Short problem — Quote every entry word for word.

Data provided —
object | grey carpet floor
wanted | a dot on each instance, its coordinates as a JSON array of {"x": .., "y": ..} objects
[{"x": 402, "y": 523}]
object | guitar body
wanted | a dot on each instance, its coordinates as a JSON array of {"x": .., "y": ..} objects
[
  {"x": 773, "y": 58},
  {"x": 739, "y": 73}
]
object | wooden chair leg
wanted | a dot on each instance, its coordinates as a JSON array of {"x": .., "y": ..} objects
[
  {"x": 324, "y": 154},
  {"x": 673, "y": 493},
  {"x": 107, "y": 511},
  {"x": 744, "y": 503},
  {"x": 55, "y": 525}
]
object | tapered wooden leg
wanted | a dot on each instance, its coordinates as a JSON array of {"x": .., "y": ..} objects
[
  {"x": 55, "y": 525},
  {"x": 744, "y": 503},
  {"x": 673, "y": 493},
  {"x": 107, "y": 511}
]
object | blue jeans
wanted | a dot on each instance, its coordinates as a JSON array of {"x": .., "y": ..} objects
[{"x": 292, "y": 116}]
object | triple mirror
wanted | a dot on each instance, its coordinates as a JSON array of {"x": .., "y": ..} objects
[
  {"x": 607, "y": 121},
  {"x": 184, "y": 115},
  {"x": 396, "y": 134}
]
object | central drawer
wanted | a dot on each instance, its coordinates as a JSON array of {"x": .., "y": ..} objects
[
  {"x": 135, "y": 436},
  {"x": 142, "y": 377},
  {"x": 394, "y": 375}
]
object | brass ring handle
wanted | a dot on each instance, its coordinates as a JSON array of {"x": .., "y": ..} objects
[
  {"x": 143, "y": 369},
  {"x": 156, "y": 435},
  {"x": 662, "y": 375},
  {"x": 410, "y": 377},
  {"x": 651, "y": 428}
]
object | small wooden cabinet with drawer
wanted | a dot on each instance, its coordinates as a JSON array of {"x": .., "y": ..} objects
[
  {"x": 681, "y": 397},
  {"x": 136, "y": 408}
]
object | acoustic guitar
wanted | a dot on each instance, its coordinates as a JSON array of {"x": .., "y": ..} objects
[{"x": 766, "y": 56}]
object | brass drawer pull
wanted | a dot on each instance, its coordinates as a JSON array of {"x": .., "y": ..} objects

Worked solution —
object | grey carpet floor
wanted | a dot on each instance, its coordinates as a JSON array of {"x": .., "y": ..} objects
[{"x": 402, "y": 523}]
object | guitar body
wanted | a dot on each instance, its coordinates as a JSON array of {"x": .., "y": ..} objects
[
  {"x": 773, "y": 58},
  {"x": 739, "y": 73}
]
object | wooden chair leg
wanted | a dot on each instance, its coordinates as a JSON array of {"x": .., "y": ..} objects
[
  {"x": 324, "y": 154},
  {"x": 673, "y": 493},
  {"x": 107, "y": 511},
  {"x": 744, "y": 503},
  {"x": 55, "y": 525}
]
object | tapered wooden leg
wanted | a dot on each instance, its coordinates as a JSON array of {"x": .., "y": ..} objects
[
  {"x": 55, "y": 525},
  {"x": 744, "y": 503},
  {"x": 673, "y": 493},
  {"x": 107, "y": 511}
]
object | blue jeans
wanted | a dot on each instance, its coordinates as a JSON array of {"x": .., "y": ..} objects
[{"x": 292, "y": 116}]
object | triple mirror
wanted | a dot on each instance, its coordinates as a JSON array of {"x": .., "y": ..} objects
[
  {"x": 607, "y": 121},
  {"x": 184, "y": 115},
  {"x": 396, "y": 134}
]
object | central drawer
wanted | a dot on each instance, its coordinates as a JSON array of {"x": .., "y": ..} objects
[
  {"x": 135, "y": 436},
  {"x": 142, "y": 377},
  {"x": 394, "y": 375}
]
object | brass ring handle
wanted | a dot on each instance, its coordinates as a JSON array of {"x": .., "y": ..} objects
[
  {"x": 143, "y": 369},
  {"x": 156, "y": 435},
  {"x": 662, "y": 375},
  {"x": 410, "y": 377},
  {"x": 651, "y": 428}
]
object | small wooden cabinet with drawer
wanted | a dot on each instance, its coordinates as a JSON array of {"x": .., "y": ..} objects
[
  {"x": 681, "y": 397},
  {"x": 136, "y": 408}
]
object | acoustic guitar
wanted | a dot on each instance, its coordinates as a JSON array of {"x": .., "y": ..} objects
[{"x": 766, "y": 56}]
object | brass drawer pull
wanted | a dot on each instance, its coordinates as a JSON array of {"x": .., "y": ..} objects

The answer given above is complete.